— BEGIN ENTRIES SUPPLIED —

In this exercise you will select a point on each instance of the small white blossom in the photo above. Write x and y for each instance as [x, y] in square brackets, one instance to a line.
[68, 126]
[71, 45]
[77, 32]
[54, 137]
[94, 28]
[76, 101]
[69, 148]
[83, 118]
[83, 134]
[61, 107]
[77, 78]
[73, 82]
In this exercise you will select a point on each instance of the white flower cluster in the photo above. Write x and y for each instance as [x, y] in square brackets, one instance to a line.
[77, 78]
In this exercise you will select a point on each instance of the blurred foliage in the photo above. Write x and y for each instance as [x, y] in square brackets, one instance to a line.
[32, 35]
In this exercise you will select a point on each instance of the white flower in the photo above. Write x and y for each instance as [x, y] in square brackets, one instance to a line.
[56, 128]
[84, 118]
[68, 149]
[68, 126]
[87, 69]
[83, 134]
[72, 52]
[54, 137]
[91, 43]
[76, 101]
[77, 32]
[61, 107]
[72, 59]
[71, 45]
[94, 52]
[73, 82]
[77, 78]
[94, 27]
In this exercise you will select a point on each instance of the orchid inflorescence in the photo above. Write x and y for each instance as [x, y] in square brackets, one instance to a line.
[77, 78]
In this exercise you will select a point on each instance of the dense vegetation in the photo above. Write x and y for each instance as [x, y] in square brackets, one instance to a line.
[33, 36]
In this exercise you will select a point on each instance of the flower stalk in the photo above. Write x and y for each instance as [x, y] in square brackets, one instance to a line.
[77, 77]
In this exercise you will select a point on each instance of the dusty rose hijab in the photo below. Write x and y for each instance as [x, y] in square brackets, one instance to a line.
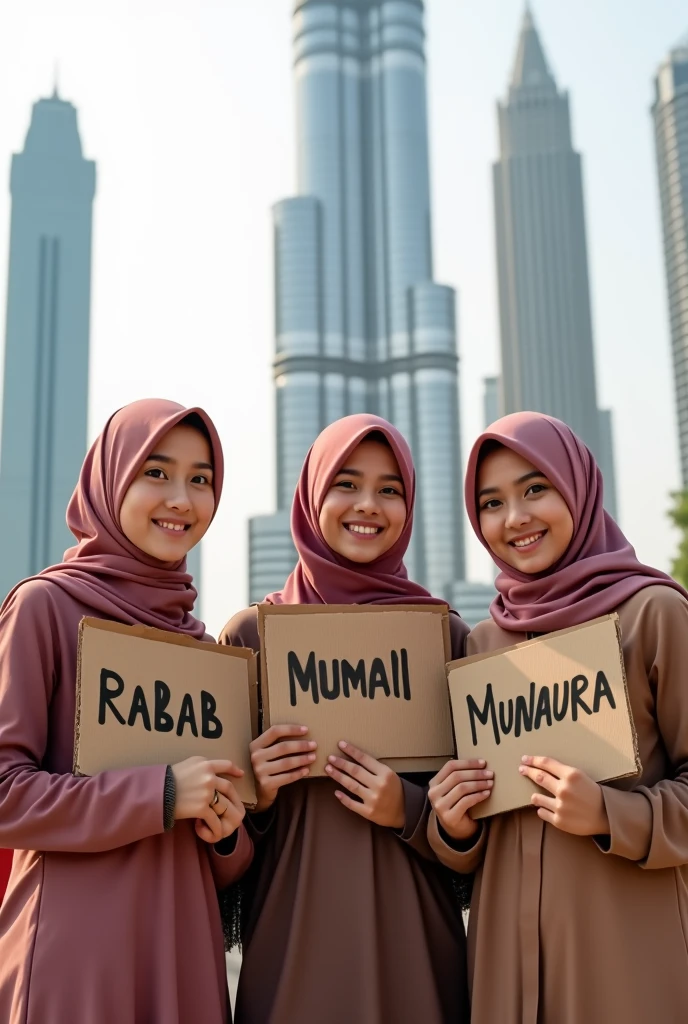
[321, 577]
[104, 570]
[600, 568]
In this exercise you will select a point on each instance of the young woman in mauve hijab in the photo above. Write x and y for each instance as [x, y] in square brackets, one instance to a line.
[112, 913]
[350, 916]
[579, 910]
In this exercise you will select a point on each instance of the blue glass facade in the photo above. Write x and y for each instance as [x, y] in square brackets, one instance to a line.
[45, 400]
[360, 326]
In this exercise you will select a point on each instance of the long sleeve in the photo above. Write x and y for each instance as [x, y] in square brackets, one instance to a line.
[649, 823]
[50, 811]
[228, 867]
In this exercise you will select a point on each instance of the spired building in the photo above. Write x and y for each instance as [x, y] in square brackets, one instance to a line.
[360, 324]
[671, 129]
[45, 400]
[548, 360]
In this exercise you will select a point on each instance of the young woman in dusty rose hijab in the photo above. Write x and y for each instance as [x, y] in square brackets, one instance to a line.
[112, 913]
[579, 909]
[350, 916]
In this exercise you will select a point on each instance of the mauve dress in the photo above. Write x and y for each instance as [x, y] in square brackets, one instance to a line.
[108, 919]
[351, 923]
[584, 930]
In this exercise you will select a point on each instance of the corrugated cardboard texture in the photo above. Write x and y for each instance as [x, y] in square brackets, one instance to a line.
[143, 657]
[411, 731]
[542, 673]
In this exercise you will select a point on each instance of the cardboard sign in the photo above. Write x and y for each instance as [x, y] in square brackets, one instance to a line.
[146, 696]
[373, 675]
[562, 695]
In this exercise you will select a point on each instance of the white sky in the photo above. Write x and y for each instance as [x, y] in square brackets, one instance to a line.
[187, 109]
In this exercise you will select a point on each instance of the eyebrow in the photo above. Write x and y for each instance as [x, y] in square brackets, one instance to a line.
[522, 479]
[357, 472]
[172, 462]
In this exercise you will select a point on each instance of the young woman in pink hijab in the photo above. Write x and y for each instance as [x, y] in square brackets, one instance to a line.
[112, 913]
[349, 918]
[579, 909]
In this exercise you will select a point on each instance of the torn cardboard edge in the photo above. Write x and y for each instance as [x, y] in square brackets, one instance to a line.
[420, 765]
[476, 812]
[168, 637]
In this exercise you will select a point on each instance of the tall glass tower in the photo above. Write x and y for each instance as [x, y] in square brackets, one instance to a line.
[360, 324]
[671, 129]
[548, 360]
[45, 400]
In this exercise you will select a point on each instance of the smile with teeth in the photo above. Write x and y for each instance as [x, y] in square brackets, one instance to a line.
[173, 527]
[527, 542]
[363, 530]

— END ENTRIES SUPPLIED —

## EXERCISE AIM
Update the lines from the one containing "of the tall" through the last line by changing "select a point on" to "mark a point on" and leaving everything else unchanged. Give only those lines.

## TASK RESULT
In this exercise you will mark a point on each instance of the tall glass tower in the photo above. Write x and y for each instance as [x, y] in square brackets, one instance to a line.
[360, 324]
[671, 129]
[548, 360]
[45, 400]
In this exercise you will mark a point on each instance of the smile with teeth in the photo above. Write x and y for each instance as [x, y] in square brackets, one instance to a line.
[173, 527]
[527, 542]
[363, 530]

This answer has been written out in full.